Data excerpts
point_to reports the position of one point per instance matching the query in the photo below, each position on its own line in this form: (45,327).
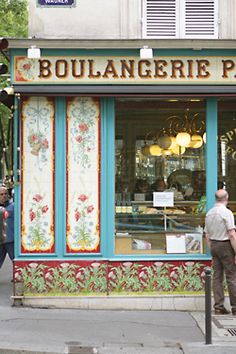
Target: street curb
(149,303)
(23,351)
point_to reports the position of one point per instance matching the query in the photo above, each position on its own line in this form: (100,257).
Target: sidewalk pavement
(54,331)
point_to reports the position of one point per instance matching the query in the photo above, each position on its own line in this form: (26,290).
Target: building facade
(118,158)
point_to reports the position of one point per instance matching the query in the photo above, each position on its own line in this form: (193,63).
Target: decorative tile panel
(83,175)
(80,277)
(37,164)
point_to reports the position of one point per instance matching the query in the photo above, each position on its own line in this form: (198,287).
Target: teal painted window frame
(211,182)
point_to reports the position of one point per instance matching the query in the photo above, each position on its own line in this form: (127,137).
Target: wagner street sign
(56,2)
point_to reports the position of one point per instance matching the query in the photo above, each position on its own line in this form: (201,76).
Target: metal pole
(208,334)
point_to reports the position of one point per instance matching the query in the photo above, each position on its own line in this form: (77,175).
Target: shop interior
(160,153)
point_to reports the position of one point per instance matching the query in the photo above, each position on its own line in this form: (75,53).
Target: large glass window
(160,184)
(227,148)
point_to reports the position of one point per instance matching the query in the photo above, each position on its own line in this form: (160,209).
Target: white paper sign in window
(163,199)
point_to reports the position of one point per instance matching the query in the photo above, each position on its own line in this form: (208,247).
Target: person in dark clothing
(7,244)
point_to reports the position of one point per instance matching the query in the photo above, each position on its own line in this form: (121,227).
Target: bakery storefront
(117,160)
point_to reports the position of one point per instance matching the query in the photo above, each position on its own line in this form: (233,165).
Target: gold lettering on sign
(228,65)
(74,68)
(144,73)
(44,68)
(127,67)
(61,68)
(177,66)
(159,68)
(110,69)
(91,70)
(190,69)
(201,68)
(121,70)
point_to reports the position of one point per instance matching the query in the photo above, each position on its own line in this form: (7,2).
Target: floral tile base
(83,277)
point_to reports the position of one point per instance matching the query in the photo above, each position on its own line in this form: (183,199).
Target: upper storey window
(180,19)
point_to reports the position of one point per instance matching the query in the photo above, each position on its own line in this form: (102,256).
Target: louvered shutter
(159,18)
(180,18)
(200,19)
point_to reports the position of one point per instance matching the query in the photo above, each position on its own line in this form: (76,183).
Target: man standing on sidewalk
(221,237)
(7,247)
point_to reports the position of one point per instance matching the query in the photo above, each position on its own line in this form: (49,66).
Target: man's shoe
(222,311)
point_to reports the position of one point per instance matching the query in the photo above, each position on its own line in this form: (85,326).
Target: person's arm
(232,238)
(208,240)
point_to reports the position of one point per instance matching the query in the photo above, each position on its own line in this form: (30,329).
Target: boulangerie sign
(125,70)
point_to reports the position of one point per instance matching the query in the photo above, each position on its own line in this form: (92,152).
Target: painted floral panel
(83,175)
(37,193)
(76,277)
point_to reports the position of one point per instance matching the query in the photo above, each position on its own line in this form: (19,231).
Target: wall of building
(106,19)
(90,19)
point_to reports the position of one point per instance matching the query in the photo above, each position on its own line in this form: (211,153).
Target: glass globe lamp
(183,139)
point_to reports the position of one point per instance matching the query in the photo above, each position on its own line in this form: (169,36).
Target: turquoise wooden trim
(108,175)
(124,52)
(211,151)
(161,257)
(17,200)
(60,177)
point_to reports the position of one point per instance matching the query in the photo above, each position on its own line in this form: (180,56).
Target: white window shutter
(199,19)
(159,18)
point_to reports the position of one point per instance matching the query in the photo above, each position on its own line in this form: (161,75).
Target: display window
(227,149)
(160,170)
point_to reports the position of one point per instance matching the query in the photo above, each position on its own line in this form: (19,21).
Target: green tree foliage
(13,18)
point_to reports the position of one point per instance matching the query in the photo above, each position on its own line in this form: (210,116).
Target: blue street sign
(56,2)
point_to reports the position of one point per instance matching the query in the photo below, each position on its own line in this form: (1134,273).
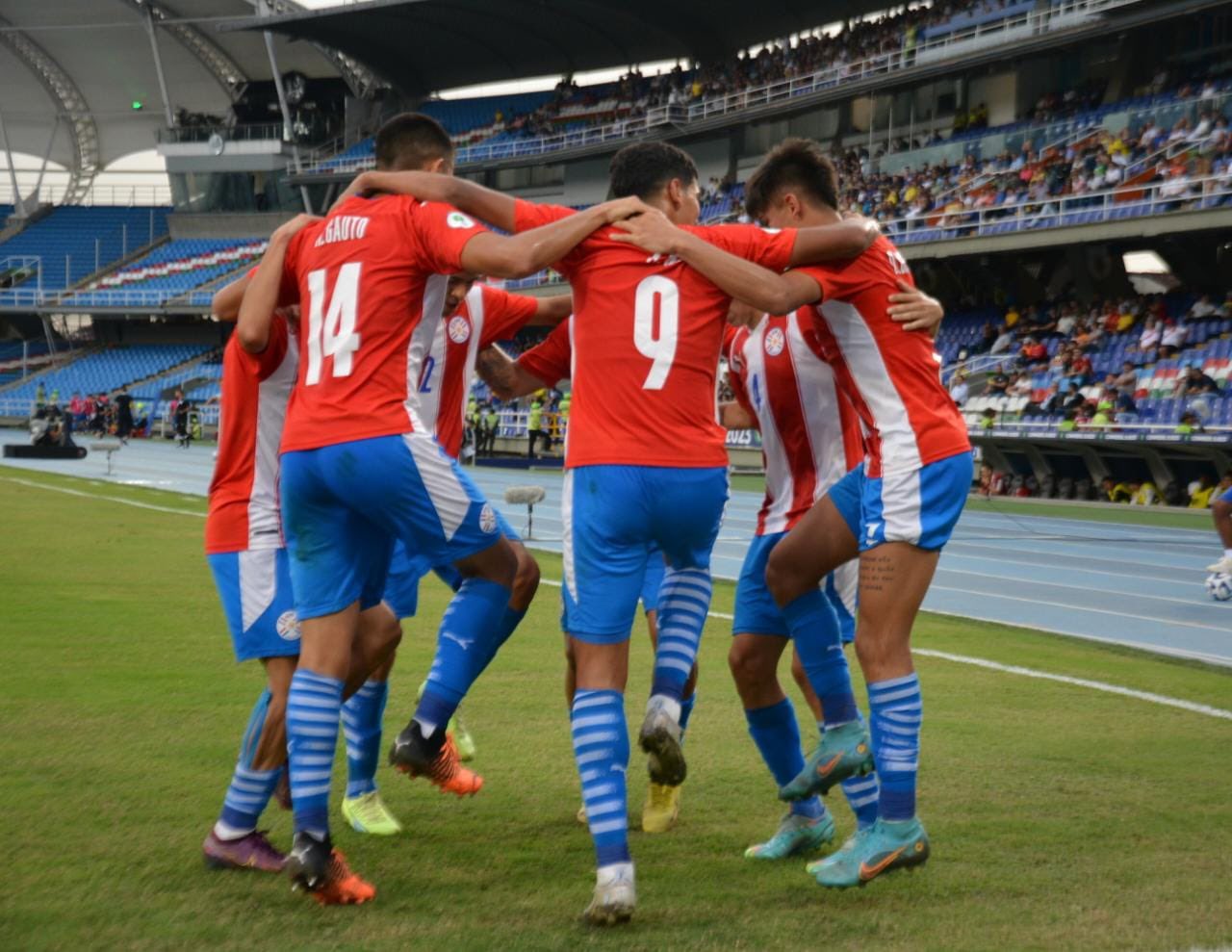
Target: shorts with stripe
(254,587)
(612,515)
(920,506)
(756,608)
(401,580)
(346,503)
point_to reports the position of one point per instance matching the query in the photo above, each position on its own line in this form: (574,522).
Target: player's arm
(551,311)
(227,299)
(262,296)
(733,417)
(505,377)
(533,250)
(833,243)
(914,309)
(484,203)
(737,277)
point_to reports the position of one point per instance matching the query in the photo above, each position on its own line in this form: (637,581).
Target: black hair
(645,167)
(796,166)
(410,141)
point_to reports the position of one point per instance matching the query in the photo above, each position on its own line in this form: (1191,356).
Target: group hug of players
(338,488)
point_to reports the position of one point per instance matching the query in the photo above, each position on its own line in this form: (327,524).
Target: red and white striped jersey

## Aim of the exercise
Your reply should hold every line above exactly as written and none of the pictures.

## Exercise result
point_to reports the position of one point per instance matching the query in the photo below, each position on its own line in this form: (45,327).
Target: street curb
(149,303)
(23,351)
point_to reports the position of one point per instance matching the query in the photo above, each position on its own line in this form: (100,257).
Target: sidewalk pavement
(54,331)
point_to reports the position of one point per instance matching the query in the photo above, each position on its own line in this form: (26,290).
Target: building facade
(118,158)
point_to reports the position of one point per instance matching the query in the photo above, each position on its own line in this form: (193,63).
Target: decorative tile panel
(83,175)
(80,277)
(37,164)
point_to reports the position of one point per instance matching the query in the photo above, each position on its own line in this form: (198,287).
Target: teal painted window frame
(211,182)
point_to reports the position of one point per instance matching the query in the photo above, each position on its own line in this form: (127,137).
Target: wagner street sign
(56,2)
point_to reports the position of one point per instance matching the query in the photo above, each position on its own line in this form: (201,76).
Target: metal pole
(208,334)
point_to reports the position of one point per instance matching the query in the photo above, each position on its own line in this form: (77,175).
Target: shop interior
(160,153)
point_to reports the position of one point per instance matching the query in the photo above, each position on its own line in this form: (75,53).
Target: large glass window
(160,184)
(227,148)
point_to reports the position of one point per instance matching the query in the photo above, each position on its own line in this form: (160,209).
Target: white paper sign in window
(163,199)
point_to reports the position of one point per instance matching the query in the photo above, each position on its own line in this form: (208,247).
Target: person in dark clothing
(7,244)
point_to reports the position of one point per instance matching the query in the photo above, each position on its own line in this form: (121,227).
Target: bakery storefront
(117,160)
point_to reports the position of one point per instance matching the query in the photo above, each position on its own line in this form: (233,165).
Target: gold lettering on sign
(228,65)
(74,68)
(144,73)
(44,68)
(127,67)
(61,68)
(177,66)
(159,68)
(110,69)
(91,70)
(190,69)
(201,68)
(121,70)
point_to reports the position of one point per instance matching the query in the photo above, each position on its own line in this form: (7,2).
Target: floral tile base
(83,277)
point_to reports the position of one point per instance matching the query in the photo above, each position on its own line in this form: (183,199).
Target: upper storey window
(180,19)
point_to reports the position of one point per instance matching the query in the photo above, each position on its own line in this form: (102,256).
Target: louvered shutter
(159,18)
(180,18)
(200,19)
point_to reports the position of one point per instance matching the query in the photo above, each position on its own line in this form: (76,183).
Target: man standing on sidewalk
(221,237)
(7,247)
point_to reports the position of one point per instance matching the query in the photo above, each position on its own line in this form: (49,66).
Target: man's shoe
(222,311)
point_to reports the position of one point per instance matching the query in the photo above, each position on its own line in this form: (85,326).
Target: person's arm
(232,238)
(208,240)
point_to reports the position of one point per instance matching the query in the photo above, each position on its own line in this form: (30,329).
Target: boulangerie sign
(125,70)
point_to reports the position of one point per instance matching the query in the photo above, each position on its own line in this form: (92,152).
Target: painted floral panel
(83,175)
(37,193)
(76,277)
point_to reports the position of one point per instance matching the query in the photo above, each position on its own line in this form: (19,231).
Target: wall of building
(106,19)
(90,19)
point_to reports the position of one point per instance matching the query in the photo above, each position on its own line in this form: (211,153).
Target: glass globe lamp
(183,139)
point_to reports the position of one point per instance matching the query in the photo above, each position on its own line in this form: (169,36).
Target: turquoise wooden trim
(108,175)
(124,52)
(211,151)
(161,257)
(17,200)
(60,177)
point_to reports the position of one point per instance matching the query in the photo above, each position on its own line in this form: (180,56).
Target: white window shutter
(199,19)
(159,18)
point_to reports the position of one point per instance matching the query in the photo above, each position on its own line in this form: (161,75).
Target: display window
(227,149)
(160,170)
point_to reports the position of one point per instance matching the query in the photo above, each position on its own line in this form: (19,21).
Target: green tree foliage
(13,18)
point_to reports the position of one point per instance matching the query in the photo above, each position on its own line in this form: (210,116).
Target: blue street sign
(56,2)
point_to reports the position of one point per instance matching the query in the photo below, each position on its own line in this form: (1134,273).
Target: shorts with stripe
(254,587)
(612,515)
(920,506)
(756,608)
(401,580)
(346,503)
point_to reports the position of one point per instance matching the query in the photo above, each position on its own line in this form: (574,522).
Target: player's arm
(551,311)
(227,299)
(262,296)
(733,417)
(505,377)
(533,250)
(833,243)
(914,309)
(484,203)
(737,277)
point_to reports the position of one point per instance matching the query in the photo above, each position on its own line in this form: (637,581).
Target: black hair
(645,167)
(796,166)
(410,141)
point_to reports the position of one point per instance matching the query in the photo above, each position on its own line in this form: (1191,356).
Target: group hug of players
(338,488)
point_to reports the position of one point per instance matching the query in the photo above, each position on its own line in this form: (327,524).
Target: red and white striped jersey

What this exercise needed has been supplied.